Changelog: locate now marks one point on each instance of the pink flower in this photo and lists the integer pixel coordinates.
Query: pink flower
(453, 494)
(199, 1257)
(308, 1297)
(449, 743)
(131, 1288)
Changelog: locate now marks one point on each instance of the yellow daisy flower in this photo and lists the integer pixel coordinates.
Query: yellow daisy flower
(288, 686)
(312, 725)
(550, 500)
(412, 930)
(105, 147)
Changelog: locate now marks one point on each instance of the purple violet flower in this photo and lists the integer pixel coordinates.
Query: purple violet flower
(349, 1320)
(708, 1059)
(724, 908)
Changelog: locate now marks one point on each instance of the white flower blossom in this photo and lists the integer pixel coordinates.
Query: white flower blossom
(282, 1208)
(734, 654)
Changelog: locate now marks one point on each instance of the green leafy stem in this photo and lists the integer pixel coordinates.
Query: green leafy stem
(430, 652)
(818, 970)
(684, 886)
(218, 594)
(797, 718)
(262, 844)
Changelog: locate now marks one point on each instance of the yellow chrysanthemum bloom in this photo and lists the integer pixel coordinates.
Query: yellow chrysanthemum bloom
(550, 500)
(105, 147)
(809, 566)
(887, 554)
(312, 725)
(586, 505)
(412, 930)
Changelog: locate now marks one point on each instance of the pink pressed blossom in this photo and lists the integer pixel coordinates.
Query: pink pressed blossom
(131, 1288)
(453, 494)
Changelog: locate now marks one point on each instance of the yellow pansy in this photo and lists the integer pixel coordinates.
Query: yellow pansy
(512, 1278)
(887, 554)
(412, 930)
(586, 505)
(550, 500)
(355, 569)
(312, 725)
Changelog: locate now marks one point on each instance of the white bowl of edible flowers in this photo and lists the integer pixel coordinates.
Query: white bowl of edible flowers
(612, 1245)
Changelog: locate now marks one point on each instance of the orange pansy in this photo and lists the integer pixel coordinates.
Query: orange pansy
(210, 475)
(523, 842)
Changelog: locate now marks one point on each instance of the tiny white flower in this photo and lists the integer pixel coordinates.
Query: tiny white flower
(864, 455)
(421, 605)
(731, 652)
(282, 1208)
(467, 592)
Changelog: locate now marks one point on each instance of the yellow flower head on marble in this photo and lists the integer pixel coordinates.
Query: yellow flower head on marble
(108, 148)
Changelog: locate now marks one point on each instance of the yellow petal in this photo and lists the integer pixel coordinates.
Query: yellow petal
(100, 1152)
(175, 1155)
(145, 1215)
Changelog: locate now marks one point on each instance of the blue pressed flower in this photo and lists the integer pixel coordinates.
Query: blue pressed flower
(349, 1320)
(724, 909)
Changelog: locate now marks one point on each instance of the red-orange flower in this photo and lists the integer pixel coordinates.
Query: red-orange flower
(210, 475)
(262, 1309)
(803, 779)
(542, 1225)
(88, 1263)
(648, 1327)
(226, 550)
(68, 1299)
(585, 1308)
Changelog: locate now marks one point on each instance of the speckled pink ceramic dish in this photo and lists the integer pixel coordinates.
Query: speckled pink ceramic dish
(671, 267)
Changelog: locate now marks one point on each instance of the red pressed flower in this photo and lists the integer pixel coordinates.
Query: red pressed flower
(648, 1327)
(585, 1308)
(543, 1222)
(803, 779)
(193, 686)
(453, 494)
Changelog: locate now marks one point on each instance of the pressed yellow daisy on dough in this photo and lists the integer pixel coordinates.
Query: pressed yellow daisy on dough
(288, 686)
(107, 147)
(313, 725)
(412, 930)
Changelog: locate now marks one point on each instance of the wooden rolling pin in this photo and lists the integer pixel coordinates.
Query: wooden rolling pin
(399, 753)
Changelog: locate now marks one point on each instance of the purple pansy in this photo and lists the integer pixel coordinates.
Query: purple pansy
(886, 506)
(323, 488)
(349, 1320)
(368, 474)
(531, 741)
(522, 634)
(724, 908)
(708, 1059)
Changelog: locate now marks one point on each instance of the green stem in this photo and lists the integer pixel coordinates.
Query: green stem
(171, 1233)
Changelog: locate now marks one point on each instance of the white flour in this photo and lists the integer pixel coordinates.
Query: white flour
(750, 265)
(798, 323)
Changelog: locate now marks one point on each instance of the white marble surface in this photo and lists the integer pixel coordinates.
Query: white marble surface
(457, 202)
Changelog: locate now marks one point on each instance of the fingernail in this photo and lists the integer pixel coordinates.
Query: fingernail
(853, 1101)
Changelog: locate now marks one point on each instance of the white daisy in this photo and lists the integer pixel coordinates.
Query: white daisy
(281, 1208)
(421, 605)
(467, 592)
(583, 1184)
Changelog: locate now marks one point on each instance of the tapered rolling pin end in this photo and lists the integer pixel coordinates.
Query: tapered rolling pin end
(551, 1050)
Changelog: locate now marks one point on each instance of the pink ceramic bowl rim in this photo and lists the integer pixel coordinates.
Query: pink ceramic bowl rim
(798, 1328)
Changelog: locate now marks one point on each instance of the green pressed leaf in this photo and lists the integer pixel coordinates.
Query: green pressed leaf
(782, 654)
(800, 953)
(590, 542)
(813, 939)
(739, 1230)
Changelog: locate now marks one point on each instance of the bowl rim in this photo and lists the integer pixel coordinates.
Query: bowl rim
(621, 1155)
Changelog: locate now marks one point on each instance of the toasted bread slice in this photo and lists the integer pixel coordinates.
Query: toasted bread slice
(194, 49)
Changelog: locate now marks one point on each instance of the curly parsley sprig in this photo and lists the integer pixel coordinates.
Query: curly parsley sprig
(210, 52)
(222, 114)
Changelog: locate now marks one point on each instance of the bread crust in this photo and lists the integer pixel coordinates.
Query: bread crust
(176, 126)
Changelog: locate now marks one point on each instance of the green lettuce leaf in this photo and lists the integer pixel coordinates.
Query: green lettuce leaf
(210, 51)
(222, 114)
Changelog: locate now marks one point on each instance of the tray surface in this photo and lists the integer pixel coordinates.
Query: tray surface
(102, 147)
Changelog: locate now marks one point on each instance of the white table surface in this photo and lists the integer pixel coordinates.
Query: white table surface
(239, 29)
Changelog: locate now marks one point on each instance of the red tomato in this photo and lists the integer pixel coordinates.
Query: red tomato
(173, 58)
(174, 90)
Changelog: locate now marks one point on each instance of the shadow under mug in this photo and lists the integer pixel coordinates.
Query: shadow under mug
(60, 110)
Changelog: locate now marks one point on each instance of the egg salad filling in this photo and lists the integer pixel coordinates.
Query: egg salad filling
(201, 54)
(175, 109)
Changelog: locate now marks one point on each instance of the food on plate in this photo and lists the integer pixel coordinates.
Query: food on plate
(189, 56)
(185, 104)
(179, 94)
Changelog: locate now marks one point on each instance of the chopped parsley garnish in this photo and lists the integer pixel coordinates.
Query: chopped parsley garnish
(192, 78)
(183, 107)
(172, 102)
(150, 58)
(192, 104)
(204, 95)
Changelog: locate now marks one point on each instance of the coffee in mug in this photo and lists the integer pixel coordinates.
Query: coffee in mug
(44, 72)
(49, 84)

The problem: Look above for the line containing "of the red-orange" and the line containing "the red pressed". Transcribe both, with the lines between them, exactly.

Result:
Changelog: locate now marks one point on each instance of the red-orange flower in this photo and lists the integer pixel coordinates.
Query: red-orange flower
(210, 475)
(262, 1309)
(803, 779)
(542, 1225)
(88, 1263)
(648, 1327)
(226, 550)
(68, 1299)
(585, 1308)
Changelog: locate now marks one point on each instance of the speckled pink ceramic dish in this photo and lists the integer pixel coordinates.
Query: speckled pink ceramic dish
(671, 267)
Changelog: locate now marks one point on each instance of the red pressed flower in this photo and lists the integer pixel coordinates.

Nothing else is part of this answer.